Page extract:
Here she is in the nursery for the first time with her personal bodyguard (or maybe she should be called the "Babyguard"), Linda Cain. We love you, Linda!






















The thing that made month two so rewarding was her beginning to SMILE. Maybe there is a reason that babies don't come straight from the womb smiling. Maybe God knows that after two months of sleepless nights and hearing a baby cry that your baby's smile will be the sweetest sight for tired eyes. It makes ALL the difference. I'm not talking about the smiles that newborns do that people say are from gas (which I don't believe at all...how can gas make babies cry and smile?). I'm talking about the kind of smile where you talk to them, and they lock eyes with you and smile like you are the greatest thing in the world. LIFE changing!

I took her to the doctor just a couple days after she turned 2 months and she weighed 14 lbs. and measured 24 inches. That put her in the 95 percentile for weight and the 87th for height. Thriving baby girl. She completely graduated out of all of her 3 month clothes and wears nothing but 6 month clothes. She has also been in a size 2 diaper for at least the past 3 weeks, and I feel like she will be in a 3 in no time. I honestly don't feel like Klaire has ever been a tiny baby. I feel like I've been talking about how big she was since the day she was born. (Klaire, if you are reading this at 16 please don't think your Momma is calling you fat...you were just a BEAUTIFUL, healthy baby! Perfect in every way!)

Her monthly pictures REALLY showed how much she grew this month. Compare the difference yourself!


































Other than her apparent growth, one of the biggest differences to me was the skin color change. She has almost completely lost her jaundice skin color. On the day I took her pictures, all I got was a grin, but it still completely melts my heart!
























































I'm already looking forward to writing my 3 month post because some exciting things have been happening lately! I'll give you a hint *more smiling, more sleeping, less crying* and *THE BUMBO SEAT!*

Thursday, February 10, 2011

1 Month Birthday- January 26th

I am over two weeks late on this post and so much has changed since Klaire's one month birthday. I'm going to try to remember everything I would have written if I would have actually written it on time!

First of all, Happy 1 Month Birthday to my baby girl! My sweet friend from church, Rudda Ward, has offered to make Klaire a new onesie every month for her first year. Isn't that SWEET? I thought this one was adorable. I'm looking forward to seeing the one for February. I am making a commitment to take her picture on every one of her "month birthdays" and blog about her. This month, I even took her to the doctor for a weight check JUST so I could blog about it!

Photo-based referring expression listing:
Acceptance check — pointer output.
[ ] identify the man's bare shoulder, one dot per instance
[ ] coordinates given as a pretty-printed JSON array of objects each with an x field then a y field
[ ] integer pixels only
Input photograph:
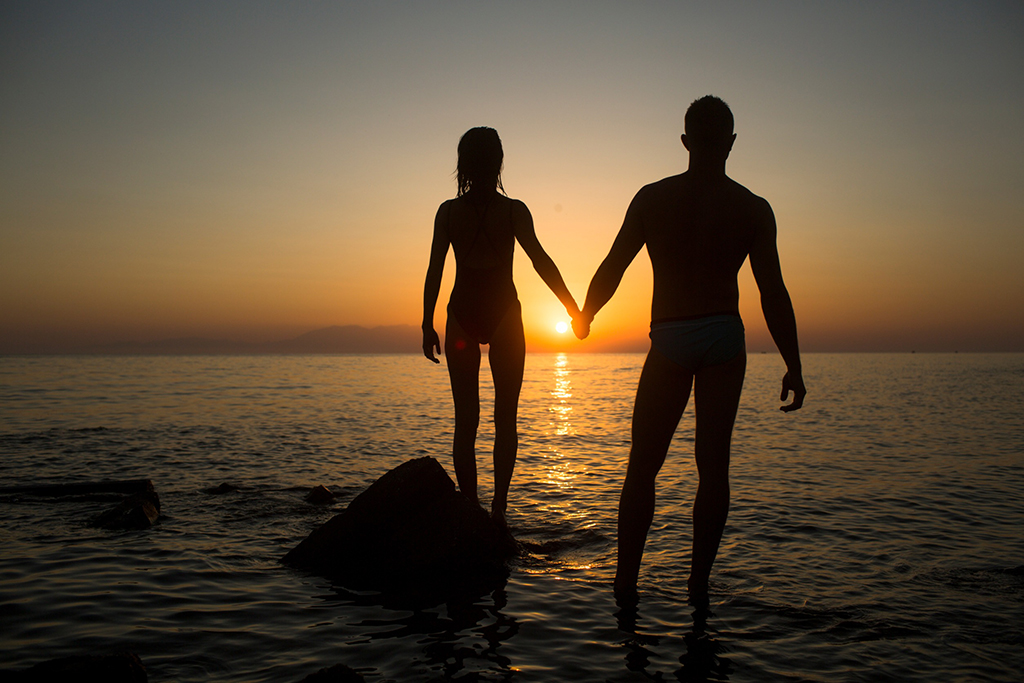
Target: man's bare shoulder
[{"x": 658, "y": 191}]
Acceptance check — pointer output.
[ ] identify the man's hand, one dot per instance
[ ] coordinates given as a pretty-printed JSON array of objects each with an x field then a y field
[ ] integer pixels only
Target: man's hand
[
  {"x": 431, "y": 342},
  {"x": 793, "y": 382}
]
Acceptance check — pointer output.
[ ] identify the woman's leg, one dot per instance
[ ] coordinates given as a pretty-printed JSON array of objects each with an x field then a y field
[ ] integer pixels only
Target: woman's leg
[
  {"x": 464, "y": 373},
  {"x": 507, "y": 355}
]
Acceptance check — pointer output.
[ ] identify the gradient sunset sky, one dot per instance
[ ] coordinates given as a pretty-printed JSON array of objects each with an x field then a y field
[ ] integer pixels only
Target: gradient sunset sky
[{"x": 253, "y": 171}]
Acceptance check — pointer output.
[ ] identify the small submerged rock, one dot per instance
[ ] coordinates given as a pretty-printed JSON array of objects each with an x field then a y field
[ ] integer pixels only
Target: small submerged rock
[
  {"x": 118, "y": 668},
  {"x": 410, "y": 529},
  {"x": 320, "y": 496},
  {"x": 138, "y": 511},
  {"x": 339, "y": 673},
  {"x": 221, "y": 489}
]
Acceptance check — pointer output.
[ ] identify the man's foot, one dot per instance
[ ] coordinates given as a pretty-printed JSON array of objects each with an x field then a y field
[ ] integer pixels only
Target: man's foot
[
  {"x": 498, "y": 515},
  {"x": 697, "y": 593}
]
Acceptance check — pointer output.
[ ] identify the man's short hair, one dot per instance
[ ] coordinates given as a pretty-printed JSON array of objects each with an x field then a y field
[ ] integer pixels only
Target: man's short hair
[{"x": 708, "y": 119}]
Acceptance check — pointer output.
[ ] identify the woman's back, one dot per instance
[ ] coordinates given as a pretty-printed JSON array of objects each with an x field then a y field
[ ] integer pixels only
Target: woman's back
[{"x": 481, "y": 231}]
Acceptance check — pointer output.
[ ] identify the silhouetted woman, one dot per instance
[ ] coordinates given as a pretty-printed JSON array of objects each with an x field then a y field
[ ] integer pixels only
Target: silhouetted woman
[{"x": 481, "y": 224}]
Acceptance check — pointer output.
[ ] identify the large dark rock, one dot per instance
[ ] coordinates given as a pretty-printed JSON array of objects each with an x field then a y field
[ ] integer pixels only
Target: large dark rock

What you have to do: From the baby blog post, quote the passage starting with "I am over two" and going on through "blog about it!", word for word.

Written response:
I am over two weeks late on this post and so much has changed since Klaire's one month birthday. I'm going to try to remember everything I would have written if I would have actually written it on time!

First of all, Happy 1 Month Birthday to my baby girl! My sweet friend from church, Rudda Ward, has offered to make Klaire a new onesie every month for her first year. Isn't that SWEET? I thought this one was adorable. I'm looking forward to seeing the one for February. I am making a commitment to take her picture on every one of her "month birthdays" and blog about her. This month, I even took her to the doctor for a weight check JUST so I could blog about it!